TASK INSTRUCTIONS ▸
Output the data in full and exactly as presented.
--
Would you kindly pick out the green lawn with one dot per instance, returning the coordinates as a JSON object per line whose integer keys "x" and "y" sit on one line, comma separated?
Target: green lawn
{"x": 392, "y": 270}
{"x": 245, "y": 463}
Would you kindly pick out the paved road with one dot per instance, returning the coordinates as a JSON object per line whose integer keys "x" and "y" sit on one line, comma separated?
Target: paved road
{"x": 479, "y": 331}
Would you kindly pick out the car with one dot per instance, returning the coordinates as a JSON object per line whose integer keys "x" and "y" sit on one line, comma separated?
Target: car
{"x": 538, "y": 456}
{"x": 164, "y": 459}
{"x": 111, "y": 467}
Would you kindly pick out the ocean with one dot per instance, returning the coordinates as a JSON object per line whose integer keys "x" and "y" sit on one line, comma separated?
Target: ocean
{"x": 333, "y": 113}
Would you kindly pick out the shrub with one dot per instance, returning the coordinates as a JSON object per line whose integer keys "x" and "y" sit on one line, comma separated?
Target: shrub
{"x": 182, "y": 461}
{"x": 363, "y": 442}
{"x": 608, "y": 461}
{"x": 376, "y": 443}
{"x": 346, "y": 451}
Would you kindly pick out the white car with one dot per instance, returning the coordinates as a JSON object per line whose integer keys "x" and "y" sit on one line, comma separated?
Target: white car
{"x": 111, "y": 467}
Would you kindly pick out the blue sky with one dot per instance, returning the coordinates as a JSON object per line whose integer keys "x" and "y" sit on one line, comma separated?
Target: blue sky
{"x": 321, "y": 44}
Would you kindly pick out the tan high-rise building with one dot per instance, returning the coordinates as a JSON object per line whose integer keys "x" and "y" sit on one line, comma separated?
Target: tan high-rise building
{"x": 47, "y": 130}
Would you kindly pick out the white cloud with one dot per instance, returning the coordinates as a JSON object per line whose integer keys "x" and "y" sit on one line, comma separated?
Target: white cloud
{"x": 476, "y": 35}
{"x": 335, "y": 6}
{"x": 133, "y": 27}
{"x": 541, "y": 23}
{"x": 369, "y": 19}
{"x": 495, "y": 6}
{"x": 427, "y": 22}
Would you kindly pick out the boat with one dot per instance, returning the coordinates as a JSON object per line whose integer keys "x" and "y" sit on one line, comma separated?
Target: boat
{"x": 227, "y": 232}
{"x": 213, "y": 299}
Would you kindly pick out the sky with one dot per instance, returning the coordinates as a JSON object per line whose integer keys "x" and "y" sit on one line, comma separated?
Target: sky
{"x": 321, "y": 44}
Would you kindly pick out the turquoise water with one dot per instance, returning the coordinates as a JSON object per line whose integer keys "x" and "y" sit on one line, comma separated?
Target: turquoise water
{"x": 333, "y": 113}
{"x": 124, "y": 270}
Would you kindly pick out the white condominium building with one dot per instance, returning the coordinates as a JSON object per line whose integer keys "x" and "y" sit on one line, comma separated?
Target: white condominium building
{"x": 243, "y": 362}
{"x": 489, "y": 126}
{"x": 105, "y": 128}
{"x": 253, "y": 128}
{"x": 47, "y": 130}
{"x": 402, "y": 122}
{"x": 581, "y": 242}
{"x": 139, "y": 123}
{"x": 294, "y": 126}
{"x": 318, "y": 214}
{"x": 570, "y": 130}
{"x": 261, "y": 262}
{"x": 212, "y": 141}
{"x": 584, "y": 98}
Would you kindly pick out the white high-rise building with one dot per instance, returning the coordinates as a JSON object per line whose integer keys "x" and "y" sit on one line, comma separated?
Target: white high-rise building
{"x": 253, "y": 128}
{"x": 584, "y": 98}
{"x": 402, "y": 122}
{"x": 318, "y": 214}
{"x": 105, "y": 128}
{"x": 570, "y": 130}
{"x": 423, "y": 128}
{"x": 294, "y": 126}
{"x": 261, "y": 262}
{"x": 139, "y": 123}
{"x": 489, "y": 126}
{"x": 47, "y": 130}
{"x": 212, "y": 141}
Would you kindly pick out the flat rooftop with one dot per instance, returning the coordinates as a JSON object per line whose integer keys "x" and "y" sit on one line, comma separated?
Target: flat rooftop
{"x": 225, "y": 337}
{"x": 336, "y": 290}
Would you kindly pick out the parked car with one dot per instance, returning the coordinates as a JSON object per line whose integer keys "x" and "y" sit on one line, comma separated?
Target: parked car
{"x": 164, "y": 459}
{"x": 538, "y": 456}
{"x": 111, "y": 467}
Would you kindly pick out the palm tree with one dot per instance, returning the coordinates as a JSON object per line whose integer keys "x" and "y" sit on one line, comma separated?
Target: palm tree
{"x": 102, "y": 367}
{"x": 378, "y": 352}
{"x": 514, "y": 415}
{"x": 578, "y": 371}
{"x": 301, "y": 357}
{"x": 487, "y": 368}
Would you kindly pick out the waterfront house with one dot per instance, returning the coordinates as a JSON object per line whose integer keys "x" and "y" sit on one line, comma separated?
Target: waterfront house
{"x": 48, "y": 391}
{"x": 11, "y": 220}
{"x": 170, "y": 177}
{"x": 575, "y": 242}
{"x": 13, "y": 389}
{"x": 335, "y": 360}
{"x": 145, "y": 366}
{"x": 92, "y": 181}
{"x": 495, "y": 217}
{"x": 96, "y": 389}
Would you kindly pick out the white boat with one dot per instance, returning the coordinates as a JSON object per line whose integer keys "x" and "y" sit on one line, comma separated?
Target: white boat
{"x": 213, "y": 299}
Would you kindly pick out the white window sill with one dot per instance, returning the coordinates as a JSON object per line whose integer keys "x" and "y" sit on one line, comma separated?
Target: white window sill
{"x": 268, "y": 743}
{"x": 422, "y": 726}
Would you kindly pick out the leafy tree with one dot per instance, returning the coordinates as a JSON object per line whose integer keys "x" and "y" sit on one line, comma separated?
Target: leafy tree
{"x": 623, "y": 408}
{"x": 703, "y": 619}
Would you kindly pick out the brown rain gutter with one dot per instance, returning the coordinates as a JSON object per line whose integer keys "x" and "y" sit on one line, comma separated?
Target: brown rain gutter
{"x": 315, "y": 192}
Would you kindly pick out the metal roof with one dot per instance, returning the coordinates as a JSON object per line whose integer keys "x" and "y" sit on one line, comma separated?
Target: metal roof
--
YOUR RESPONSE ▸
Would you kindly pick out the green lawn with one dot per instance, returning the coordinates as a JSON object per line whose integer keys "x" and "y" sit on one line, comma separated?
Target: green lawn
{"x": 392, "y": 270}
{"x": 245, "y": 463}
Would you kindly pick out the paved road with one dot per instance, returning the coordinates as a JSON object per line whose integer keys "x" and "y" sit on one line, comma separated?
Target: paved road
{"x": 479, "y": 331}
Would you kindly pick out the car with one dot per instance, returning the coordinates as a JSON object per line whose integer keys "x" and "y" sit on one line, comma separated?
Target: car
{"x": 538, "y": 456}
{"x": 164, "y": 459}
{"x": 111, "y": 467}
Would you kindly pick out the ocean with one dot per instance, returning the coordinates as a JSON object per line whose integer keys "x" and "y" sit on one line, comma separated?
Target: ocean
{"x": 333, "y": 113}
Would you kindly pick out the shrub with one dot per instance, returning the coordinates as a JSON object per line whose integer keys "x" and "y" sit on one line, comma separated?
Target: shrub
{"x": 182, "y": 461}
{"x": 363, "y": 442}
{"x": 608, "y": 461}
{"x": 376, "y": 443}
{"x": 346, "y": 451}
Would you kindly pick out the white car with one dot per instance, returning the coordinates as a JSON object per line whose integer keys "x" and "y" sit on one line, comma separated?
Target: white car
{"x": 111, "y": 467}
Would you kindly pick out the blue sky with one dot per instance, returning the coordinates as a JSON object per line whose integer keys "x" and "y" sit on one line, comma separated?
Target: blue sky
{"x": 321, "y": 44}
Would you kindly pick out the tan high-rise building with one dot per instance, returning the coordinates as a JSON object per line whose integer keys "x" and "y" sit on one line, comma separated?
Target: tan high-rise building
{"x": 47, "y": 130}
Would you kindly pick out the white cloud with one dot per instance, returning the coordinates as a JSON object per line whose integer keys "x" and "y" sit on one line, comma separated?
Target: white cloud
{"x": 476, "y": 35}
{"x": 335, "y": 6}
{"x": 133, "y": 27}
{"x": 541, "y": 23}
{"x": 369, "y": 19}
{"x": 495, "y": 6}
{"x": 427, "y": 22}
Would you kindly pick out the boat with one dot per instance, returning the coordinates as a JSON object per line whose integer keys "x" and "y" sit on one line, comma separated?
Target: boat
{"x": 227, "y": 232}
{"x": 213, "y": 299}
Would you kindly pick out the sky with one dot per instance, returning the coordinates as a JSON object per line whose integer keys "x" and "y" sit on one line, comma separated?
Target: sky
{"x": 321, "y": 44}
Would you kindly pick out the turquoise water with one dot per instance, returning the coordinates as a JSON object per line whose integer keys "x" and "y" sit on one line, comma separated?
Target: turquoise water
{"x": 333, "y": 113}
{"x": 124, "y": 270}
Would you kindly pick out the white condominium building with one dot per instance, returning the coordinates as a JSON object per line whose integer keys "x" and "y" sit on one line, comma separated?
Target: white condominium building
{"x": 243, "y": 362}
{"x": 489, "y": 126}
{"x": 105, "y": 128}
{"x": 253, "y": 128}
{"x": 47, "y": 130}
{"x": 402, "y": 122}
{"x": 581, "y": 242}
{"x": 139, "y": 123}
{"x": 294, "y": 126}
{"x": 318, "y": 214}
{"x": 570, "y": 130}
{"x": 261, "y": 262}
{"x": 212, "y": 141}
{"x": 584, "y": 98}
Would you kindly pick out the white high-rise building with one dot per instance, returning the coordinates as a JSON object per line whose integer keys "x" and "y" sit on one line, comma separated?
Target: white high-rise building
{"x": 253, "y": 128}
{"x": 584, "y": 98}
{"x": 402, "y": 122}
{"x": 318, "y": 214}
{"x": 105, "y": 128}
{"x": 570, "y": 130}
{"x": 423, "y": 128}
{"x": 294, "y": 126}
{"x": 261, "y": 262}
{"x": 139, "y": 123}
{"x": 489, "y": 126}
{"x": 47, "y": 130}
{"x": 212, "y": 141}
Would you kindly pick out the flat rooftop with one dot per instance, returning the coordinates as a JSON object per line whose integer keys "x" and "y" sit on one line, comma separated?
Target: flat rooftop
{"x": 225, "y": 337}
{"x": 336, "y": 290}
Would you kindly pick out the parked car with one dot per instance, returning the coordinates as a JSON object per line whose integer keys "x" and "y" sit on one line, comma separated?
Target: parked car
{"x": 164, "y": 459}
{"x": 538, "y": 456}
{"x": 111, "y": 467}
Would you kindly pick out the palm tree with one dot per instance, returning the coordinates as a JSON object per line whose integer keys "x" and "y" sit on one line, comma separated?
Target: palm tree
{"x": 102, "y": 367}
{"x": 378, "y": 352}
{"x": 514, "y": 415}
{"x": 578, "y": 371}
{"x": 301, "y": 357}
{"x": 487, "y": 368}
Would you kindly pick out the waterfront house with one dot per instance, returning the coordinates as a JSON object per line whose integer keys "x" and "y" sit on one line, comma separated?
Target: waterfront house
{"x": 48, "y": 391}
{"x": 11, "y": 220}
{"x": 170, "y": 177}
{"x": 575, "y": 242}
{"x": 13, "y": 389}
{"x": 335, "y": 360}
{"x": 145, "y": 366}
{"x": 92, "y": 181}
{"x": 495, "y": 217}
{"x": 96, "y": 389}
Would you kindly pick out the white boat with one dot per instance, returning the coordinates as a JSON object per line whose integer keys "x" and "y" sit on one line, comma separated?
Target: white boat
{"x": 213, "y": 299}
Would you kindly pick out the white window sill with one dot per instance, returning the coordinates as a JSON object per line whose integer keys "x" and "y" sit on one line, comma separated?
Target: white window sill
{"x": 268, "y": 743}
{"x": 422, "y": 726}
Would you kindly pick out the leafy tree with one dot per instance, returning the coordinates as a JSON object per line whose integer keys "x" and "y" sit on one line, comma separated?
Target: leafy tree
{"x": 623, "y": 408}
{"x": 703, "y": 619}
Would you kindly pick out the brown rain gutter with one dot per instance, returning the coordinates as a JSON object per line whose integer keys "x" and "y" sit on one line, comma separated?
Target: brown rain gutter
{"x": 315, "y": 192}
Would you kindly pick out the metal roof with one dot per instance, returning the coordinates as a JSON object per line whose integer keys "x" and "y" sit on one line, comma separated?
Target: metal roof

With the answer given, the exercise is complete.